== Work to complete ==
Please give the rows from the line containing "Sports analytics pipeline — identify the riverbank" through the end of the rows as a JSON list of strings, one string per line, with blank lines left out.

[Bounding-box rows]
-- Start --

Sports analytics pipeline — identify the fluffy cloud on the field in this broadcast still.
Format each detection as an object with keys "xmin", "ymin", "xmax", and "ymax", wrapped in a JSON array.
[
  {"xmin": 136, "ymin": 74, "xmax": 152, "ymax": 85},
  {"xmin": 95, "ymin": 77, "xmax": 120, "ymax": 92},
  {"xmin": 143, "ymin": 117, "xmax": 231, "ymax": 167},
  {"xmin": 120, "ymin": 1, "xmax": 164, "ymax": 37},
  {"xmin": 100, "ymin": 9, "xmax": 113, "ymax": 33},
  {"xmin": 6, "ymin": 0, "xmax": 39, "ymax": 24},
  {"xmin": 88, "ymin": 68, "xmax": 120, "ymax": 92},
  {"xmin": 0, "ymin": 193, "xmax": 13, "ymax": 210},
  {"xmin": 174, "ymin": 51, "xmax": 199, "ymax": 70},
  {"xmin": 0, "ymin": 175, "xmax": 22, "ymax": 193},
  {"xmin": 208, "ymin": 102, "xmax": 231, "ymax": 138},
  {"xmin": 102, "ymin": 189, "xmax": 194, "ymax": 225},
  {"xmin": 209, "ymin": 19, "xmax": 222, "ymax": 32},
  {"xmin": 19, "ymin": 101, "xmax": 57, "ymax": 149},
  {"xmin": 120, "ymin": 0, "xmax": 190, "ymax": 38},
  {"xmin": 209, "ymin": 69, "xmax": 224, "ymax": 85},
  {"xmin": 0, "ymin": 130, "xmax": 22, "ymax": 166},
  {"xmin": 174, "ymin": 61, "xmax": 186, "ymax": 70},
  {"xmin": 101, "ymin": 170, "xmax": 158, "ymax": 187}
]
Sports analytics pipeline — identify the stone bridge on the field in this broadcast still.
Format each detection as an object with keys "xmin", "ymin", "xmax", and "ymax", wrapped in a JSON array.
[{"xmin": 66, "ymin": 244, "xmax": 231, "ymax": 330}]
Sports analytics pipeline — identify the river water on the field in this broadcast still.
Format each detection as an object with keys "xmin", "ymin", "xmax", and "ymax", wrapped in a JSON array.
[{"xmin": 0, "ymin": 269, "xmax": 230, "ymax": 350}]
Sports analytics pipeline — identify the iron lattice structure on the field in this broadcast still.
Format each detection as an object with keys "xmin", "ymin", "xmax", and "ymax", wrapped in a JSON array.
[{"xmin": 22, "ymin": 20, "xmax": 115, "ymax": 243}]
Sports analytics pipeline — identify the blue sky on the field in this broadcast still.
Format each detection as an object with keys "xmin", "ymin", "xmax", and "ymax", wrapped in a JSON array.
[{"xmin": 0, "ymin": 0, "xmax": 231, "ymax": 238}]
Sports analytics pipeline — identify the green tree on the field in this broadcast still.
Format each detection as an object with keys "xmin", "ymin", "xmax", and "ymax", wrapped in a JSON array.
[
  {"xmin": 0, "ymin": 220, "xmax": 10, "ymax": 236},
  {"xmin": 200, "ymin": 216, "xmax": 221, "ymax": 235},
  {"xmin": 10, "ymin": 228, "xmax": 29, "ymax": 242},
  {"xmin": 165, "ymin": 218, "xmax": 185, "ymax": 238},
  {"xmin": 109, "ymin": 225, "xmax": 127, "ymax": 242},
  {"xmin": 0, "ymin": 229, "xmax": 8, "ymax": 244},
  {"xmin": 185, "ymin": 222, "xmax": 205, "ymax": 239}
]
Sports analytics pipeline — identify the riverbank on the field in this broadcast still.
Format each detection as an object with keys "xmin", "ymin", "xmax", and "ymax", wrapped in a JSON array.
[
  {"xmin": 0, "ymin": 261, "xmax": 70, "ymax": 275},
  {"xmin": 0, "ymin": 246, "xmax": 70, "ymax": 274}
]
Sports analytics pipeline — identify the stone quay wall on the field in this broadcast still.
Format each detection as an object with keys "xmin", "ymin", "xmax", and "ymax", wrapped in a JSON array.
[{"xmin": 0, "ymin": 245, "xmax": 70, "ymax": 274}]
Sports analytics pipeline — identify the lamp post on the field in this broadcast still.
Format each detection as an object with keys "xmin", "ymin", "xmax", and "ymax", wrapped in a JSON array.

-- End --

== Completed task ==
[
  "Sports analytics pipeline — identify the riverbank on the field in this broadcast still.",
  "Format each detection as an object with keys \"xmin\", \"ymin\", \"xmax\", and \"ymax\", wrapped in a JSON array.",
  "[",
  "  {\"xmin\": 0, \"ymin\": 261, \"xmax\": 70, \"ymax\": 275},",
  "  {\"xmin\": 0, \"ymin\": 246, \"xmax\": 70, \"ymax\": 274}",
  "]",
  "Sports analytics pipeline — identify the stone quay wall on the field in this broadcast still.",
  "Format each detection as an object with keys \"xmin\", \"ymin\", \"xmax\", and \"ymax\", wrapped in a JSON array.",
  "[{\"xmin\": 0, \"ymin\": 245, \"xmax\": 70, \"ymax\": 274}]",
  "Sports analytics pipeline — identify the lamp post on the field in this broadcast still.",
  "Format each detection as an object with keys \"xmin\", \"ymin\", \"xmax\", and \"ymax\", wrapped in a JSON array."
]